Locate the line that contains "Target: leather jacket with patch", then copy it and all later lines of the data below exactly, through the last one.

============================================================

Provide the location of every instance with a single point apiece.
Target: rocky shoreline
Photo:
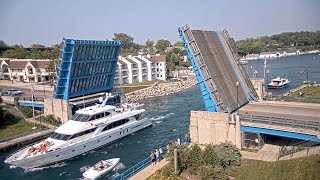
(160, 89)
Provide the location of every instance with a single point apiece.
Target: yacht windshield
(80, 117)
(60, 136)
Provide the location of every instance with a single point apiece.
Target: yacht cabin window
(80, 117)
(100, 115)
(65, 137)
(115, 124)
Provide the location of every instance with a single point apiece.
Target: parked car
(12, 92)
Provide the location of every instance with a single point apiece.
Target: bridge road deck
(288, 116)
(220, 68)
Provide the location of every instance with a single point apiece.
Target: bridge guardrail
(305, 148)
(287, 122)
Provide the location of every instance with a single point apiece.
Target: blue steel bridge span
(86, 67)
(226, 87)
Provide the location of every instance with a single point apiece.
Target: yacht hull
(76, 149)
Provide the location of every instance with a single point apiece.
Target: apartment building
(25, 70)
(140, 68)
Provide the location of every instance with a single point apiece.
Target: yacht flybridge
(88, 129)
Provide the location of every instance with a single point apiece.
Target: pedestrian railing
(139, 166)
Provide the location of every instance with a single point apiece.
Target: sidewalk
(150, 170)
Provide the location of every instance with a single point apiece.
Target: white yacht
(278, 83)
(88, 129)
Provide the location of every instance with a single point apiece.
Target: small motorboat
(101, 168)
(278, 83)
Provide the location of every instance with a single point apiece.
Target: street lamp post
(266, 84)
(307, 76)
(237, 84)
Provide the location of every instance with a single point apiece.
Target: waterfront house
(269, 55)
(252, 57)
(24, 70)
(159, 64)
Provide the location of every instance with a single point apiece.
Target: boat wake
(65, 174)
(115, 170)
(119, 167)
(13, 166)
(84, 168)
(46, 167)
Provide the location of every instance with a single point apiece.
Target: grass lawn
(300, 168)
(311, 94)
(18, 128)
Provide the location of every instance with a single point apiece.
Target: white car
(13, 92)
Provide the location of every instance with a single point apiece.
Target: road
(40, 89)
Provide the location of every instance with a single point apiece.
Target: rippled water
(170, 116)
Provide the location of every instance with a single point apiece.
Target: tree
(179, 43)
(2, 120)
(126, 40)
(162, 45)
(18, 53)
(3, 44)
(149, 45)
(17, 46)
(37, 46)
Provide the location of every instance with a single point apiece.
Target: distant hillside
(303, 40)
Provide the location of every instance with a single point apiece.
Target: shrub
(28, 112)
(228, 154)
(211, 172)
(210, 156)
(192, 158)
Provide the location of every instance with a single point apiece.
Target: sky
(48, 21)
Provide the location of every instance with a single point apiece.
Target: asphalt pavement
(40, 89)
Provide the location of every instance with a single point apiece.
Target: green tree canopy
(126, 40)
(3, 44)
(37, 46)
(179, 43)
(162, 45)
(149, 45)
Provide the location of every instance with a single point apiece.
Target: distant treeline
(303, 40)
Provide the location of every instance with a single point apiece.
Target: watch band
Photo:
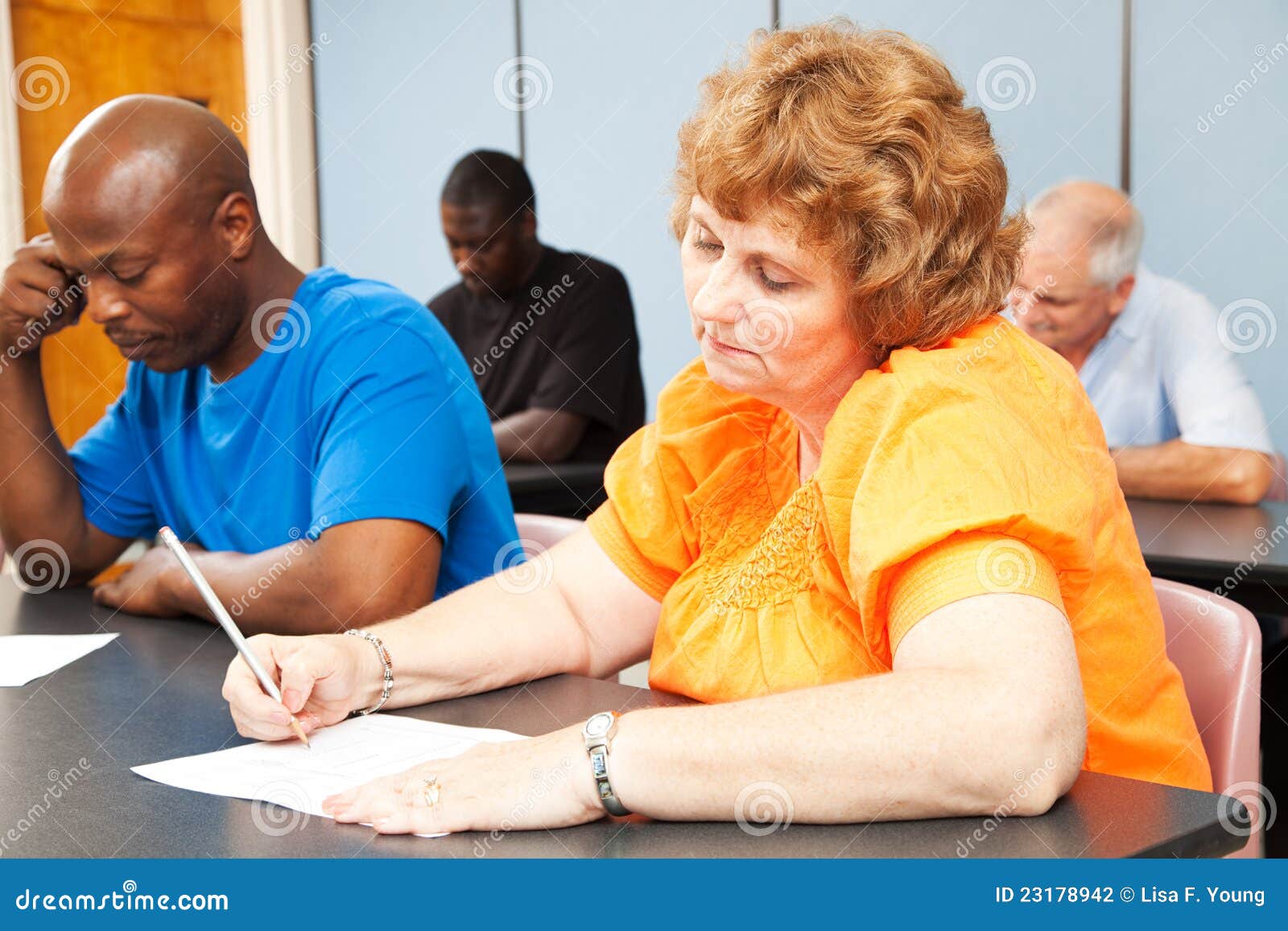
(598, 733)
(388, 671)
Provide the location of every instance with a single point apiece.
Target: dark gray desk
(568, 489)
(154, 694)
(1204, 544)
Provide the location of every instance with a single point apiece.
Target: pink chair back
(539, 532)
(1216, 644)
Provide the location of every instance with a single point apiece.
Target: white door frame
(277, 51)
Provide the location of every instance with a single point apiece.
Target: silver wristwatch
(598, 733)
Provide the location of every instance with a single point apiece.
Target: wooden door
(101, 49)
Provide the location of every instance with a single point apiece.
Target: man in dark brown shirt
(549, 335)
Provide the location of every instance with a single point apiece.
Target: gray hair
(1116, 237)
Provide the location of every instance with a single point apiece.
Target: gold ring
(429, 791)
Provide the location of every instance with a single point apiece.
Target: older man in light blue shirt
(1178, 411)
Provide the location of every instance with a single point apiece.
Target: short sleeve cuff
(964, 566)
(609, 531)
(332, 514)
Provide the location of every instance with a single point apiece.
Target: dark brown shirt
(566, 340)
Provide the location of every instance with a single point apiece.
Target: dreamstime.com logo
(40, 566)
(541, 783)
(1246, 325)
(522, 83)
(1257, 814)
(1006, 566)
(764, 808)
(1024, 785)
(129, 899)
(280, 325)
(277, 808)
(522, 566)
(280, 566)
(39, 83)
(764, 326)
(60, 783)
(1005, 83)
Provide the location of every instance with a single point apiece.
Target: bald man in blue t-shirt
(317, 439)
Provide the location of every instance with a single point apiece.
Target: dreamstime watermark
(60, 782)
(1024, 787)
(541, 785)
(296, 66)
(1006, 566)
(1005, 83)
(1022, 300)
(280, 325)
(522, 566)
(1246, 325)
(293, 551)
(61, 300)
(543, 299)
(1259, 809)
(1266, 544)
(764, 326)
(39, 83)
(1265, 58)
(40, 566)
(279, 808)
(522, 83)
(129, 899)
(764, 808)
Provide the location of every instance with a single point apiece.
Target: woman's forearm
(920, 744)
(568, 611)
(485, 636)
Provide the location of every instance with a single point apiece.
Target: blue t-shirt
(361, 407)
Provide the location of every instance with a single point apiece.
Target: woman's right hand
(322, 678)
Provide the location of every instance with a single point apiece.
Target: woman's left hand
(541, 782)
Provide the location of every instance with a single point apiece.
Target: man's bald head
(150, 199)
(145, 154)
(1088, 219)
(1080, 268)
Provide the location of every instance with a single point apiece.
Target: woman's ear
(237, 222)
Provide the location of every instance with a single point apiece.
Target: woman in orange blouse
(875, 528)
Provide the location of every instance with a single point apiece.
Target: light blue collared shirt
(1161, 373)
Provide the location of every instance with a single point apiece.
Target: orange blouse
(976, 467)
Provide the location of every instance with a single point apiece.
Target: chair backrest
(1216, 644)
(539, 532)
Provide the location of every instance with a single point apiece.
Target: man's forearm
(921, 744)
(39, 496)
(295, 589)
(1183, 472)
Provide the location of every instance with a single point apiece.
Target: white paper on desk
(25, 657)
(348, 753)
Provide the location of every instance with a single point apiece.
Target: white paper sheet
(348, 753)
(25, 657)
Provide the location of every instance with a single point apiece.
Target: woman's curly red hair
(860, 142)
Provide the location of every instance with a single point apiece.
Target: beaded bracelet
(390, 673)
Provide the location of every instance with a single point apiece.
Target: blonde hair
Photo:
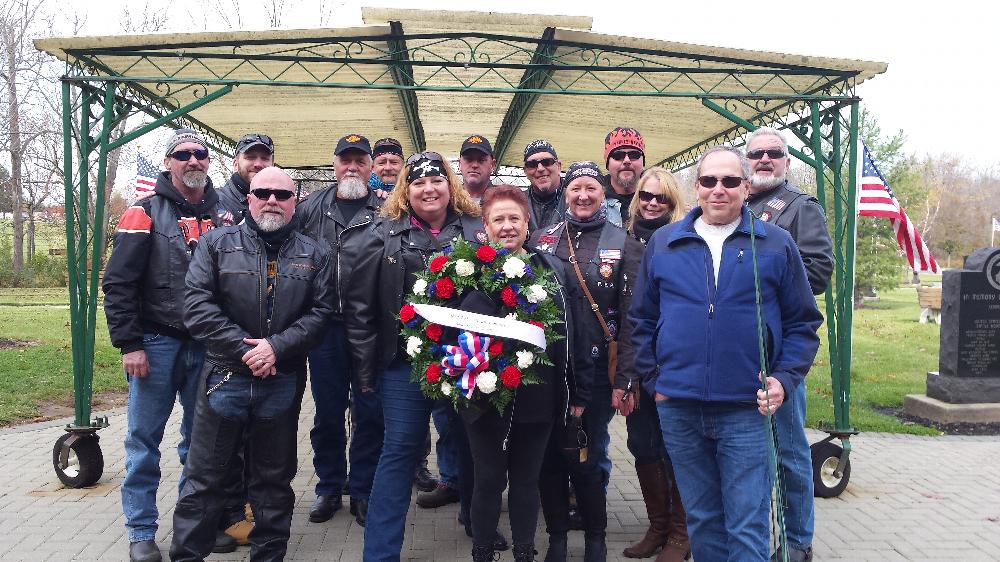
(397, 204)
(670, 188)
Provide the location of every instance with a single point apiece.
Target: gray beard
(352, 188)
(763, 183)
(194, 179)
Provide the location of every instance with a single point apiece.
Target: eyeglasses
(620, 155)
(265, 193)
(728, 182)
(185, 155)
(432, 156)
(772, 153)
(647, 196)
(540, 162)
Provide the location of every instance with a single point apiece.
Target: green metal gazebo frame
(171, 78)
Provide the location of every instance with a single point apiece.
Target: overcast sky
(939, 88)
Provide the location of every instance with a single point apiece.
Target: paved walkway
(909, 498)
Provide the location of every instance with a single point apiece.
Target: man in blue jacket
(697, 324)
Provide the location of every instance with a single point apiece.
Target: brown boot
(677, 548)
(655, 493)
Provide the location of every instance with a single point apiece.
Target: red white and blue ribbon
(466, 360)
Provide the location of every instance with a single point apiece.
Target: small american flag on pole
(877, 200)
(145, 176)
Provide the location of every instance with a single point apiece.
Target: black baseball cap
(251, 140)
(353, 141)
(477, 142)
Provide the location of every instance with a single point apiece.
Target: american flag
(145, 176)
(877, 200)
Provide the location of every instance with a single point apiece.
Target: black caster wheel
(77, 459)
(826, 457)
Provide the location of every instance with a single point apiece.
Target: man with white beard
(777, 201)
(256, 327)
(339, 216)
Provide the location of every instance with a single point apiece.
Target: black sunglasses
(540, 162)
(265, 193)
(185, 155)
(432, 156)
(773, 153)
(728, 182)
(620, 155)
(647, 196)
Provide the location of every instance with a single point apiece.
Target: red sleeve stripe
(135, 220)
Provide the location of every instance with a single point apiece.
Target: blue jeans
(720, 459)
(174, 370)
(796, 468)
(331, 377)
(407, 419)
(447, 423)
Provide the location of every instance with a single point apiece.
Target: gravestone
(969, 360)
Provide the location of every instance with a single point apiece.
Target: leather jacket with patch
(227, 296)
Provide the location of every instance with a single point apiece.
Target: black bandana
(424, 168)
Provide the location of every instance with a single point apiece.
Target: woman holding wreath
(425, 213)
(599, 262)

============================================================

- RESULT OF THIS EXERCISE:
Target: leather jacket with patch
(227, 296)
Provide the location of every instance with a single point apiece.
Target: black bandana
(424, 168)
Provide the location of every instance with a single point apiece.
Target: woman holding wreath
(425, 213)
(599, 262)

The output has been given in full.